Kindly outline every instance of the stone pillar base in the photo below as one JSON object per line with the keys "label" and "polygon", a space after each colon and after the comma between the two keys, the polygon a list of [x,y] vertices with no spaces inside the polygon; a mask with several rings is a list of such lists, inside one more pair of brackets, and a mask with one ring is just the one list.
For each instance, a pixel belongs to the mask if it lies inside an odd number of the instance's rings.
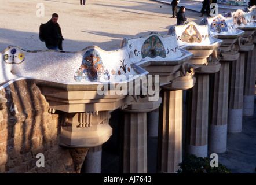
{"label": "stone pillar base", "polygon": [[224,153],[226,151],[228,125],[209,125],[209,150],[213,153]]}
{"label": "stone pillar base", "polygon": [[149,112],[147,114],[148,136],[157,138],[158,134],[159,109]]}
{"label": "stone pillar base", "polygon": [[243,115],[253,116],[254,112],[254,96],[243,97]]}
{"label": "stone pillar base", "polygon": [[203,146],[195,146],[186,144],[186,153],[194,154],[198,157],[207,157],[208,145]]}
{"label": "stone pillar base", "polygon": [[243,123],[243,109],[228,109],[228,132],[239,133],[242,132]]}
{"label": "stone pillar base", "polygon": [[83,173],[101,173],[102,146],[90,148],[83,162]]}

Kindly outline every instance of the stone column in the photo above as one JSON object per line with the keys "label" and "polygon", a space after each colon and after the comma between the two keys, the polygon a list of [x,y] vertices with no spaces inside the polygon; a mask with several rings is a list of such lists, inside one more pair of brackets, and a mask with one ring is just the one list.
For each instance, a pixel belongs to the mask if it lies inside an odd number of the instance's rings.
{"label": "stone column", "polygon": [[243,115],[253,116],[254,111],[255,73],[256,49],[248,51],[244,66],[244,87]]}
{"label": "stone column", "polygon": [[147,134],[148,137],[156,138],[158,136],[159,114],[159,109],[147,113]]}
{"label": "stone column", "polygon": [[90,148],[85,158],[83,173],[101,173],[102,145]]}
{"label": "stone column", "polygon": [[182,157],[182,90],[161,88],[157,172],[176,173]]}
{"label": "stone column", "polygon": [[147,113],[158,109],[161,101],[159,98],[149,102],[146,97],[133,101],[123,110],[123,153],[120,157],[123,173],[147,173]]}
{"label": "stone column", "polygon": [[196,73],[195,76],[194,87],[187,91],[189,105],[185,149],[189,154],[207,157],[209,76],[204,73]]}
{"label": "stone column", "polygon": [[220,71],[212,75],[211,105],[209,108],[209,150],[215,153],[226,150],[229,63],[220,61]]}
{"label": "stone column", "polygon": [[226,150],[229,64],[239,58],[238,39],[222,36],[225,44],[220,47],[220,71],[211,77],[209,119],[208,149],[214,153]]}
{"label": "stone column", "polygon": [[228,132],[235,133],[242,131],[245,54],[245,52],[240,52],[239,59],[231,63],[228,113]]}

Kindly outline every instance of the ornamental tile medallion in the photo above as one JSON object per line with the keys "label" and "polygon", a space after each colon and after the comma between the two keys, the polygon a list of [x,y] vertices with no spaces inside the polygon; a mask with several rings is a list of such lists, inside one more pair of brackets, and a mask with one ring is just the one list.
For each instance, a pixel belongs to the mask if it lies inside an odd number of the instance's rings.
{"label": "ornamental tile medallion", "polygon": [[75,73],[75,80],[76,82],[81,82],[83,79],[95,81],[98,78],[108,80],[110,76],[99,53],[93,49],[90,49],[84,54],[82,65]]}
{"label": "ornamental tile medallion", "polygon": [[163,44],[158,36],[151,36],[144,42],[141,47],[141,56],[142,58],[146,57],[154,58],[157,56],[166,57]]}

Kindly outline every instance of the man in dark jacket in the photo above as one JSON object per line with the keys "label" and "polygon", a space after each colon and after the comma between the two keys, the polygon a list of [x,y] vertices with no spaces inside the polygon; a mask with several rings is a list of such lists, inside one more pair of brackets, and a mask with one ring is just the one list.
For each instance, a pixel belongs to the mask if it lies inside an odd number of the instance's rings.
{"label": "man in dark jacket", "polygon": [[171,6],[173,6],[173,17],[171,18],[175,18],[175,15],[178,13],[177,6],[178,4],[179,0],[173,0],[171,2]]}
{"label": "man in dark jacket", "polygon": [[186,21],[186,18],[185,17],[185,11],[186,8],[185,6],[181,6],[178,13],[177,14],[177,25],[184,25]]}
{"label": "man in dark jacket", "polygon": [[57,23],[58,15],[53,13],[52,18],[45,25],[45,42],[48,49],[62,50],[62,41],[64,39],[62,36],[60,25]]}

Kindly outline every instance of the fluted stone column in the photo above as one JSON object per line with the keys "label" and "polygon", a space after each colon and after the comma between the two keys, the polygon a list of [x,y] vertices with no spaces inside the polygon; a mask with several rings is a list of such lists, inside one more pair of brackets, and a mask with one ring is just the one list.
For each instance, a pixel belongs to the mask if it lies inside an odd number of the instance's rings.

# # # # #

:: Instruction ::
Recast the stretch above, from the line containing "Kindly outline every instance of the man" through the end of the records, as a numbered list with blank lines omitted.

:: Complete answer ::
1. Kindly outline every instance of the man in dark jacket in the photo above as one JSON object per line with the keys "label" and "polygon", a space after each colon and after the comma between the two keys, the polygon a list of [x,y] vertices with no spaces inside the polygon; a mask with several rings is a list of such lists, inside one more pair of brackets, and a mask with one ring is just the one list.
2. For each instance, a pixel belongs to the mask if it lies inside an odd number of the instance's rings.
3. {"label": "man in dark jacket", "polygon": [[171,6],[173,6],[173,17],[171,18],[175,18],[175,15],[178,13],[177,6],[178,4],[179,0],[173,0],[171,2]]}
4. {"label": "man in dark jacket", "polygon": [[186,21],[186,18],[185,17],[185,11],[186,8],[185,6],[181,6],[178,13],[177,14],[177,25],[184,25]]}
5. {"label": "man in dark jacket", "polygon": [[57,23],[58,15],[53,13],[52,18],[45,25],[45,42],[48,49],[62,50],[62,41],[64,39],[62,36],[60,25]]}
6. Kindly outline every instance of the fluted stone column in the photo above as one JSON object per line with the keys "label" and "polygon", a space after each colon and after the comma between the two keys, the polygon a list of [x,y] vertices with no spaces inside the polygon; a mask with several rings is a list of such lists, inside one more pair of brackets, and a mask with one ring is just the one list.
7. For each instance, a pixel belongs to the mask if it lies inside an odd number of the instance's rings.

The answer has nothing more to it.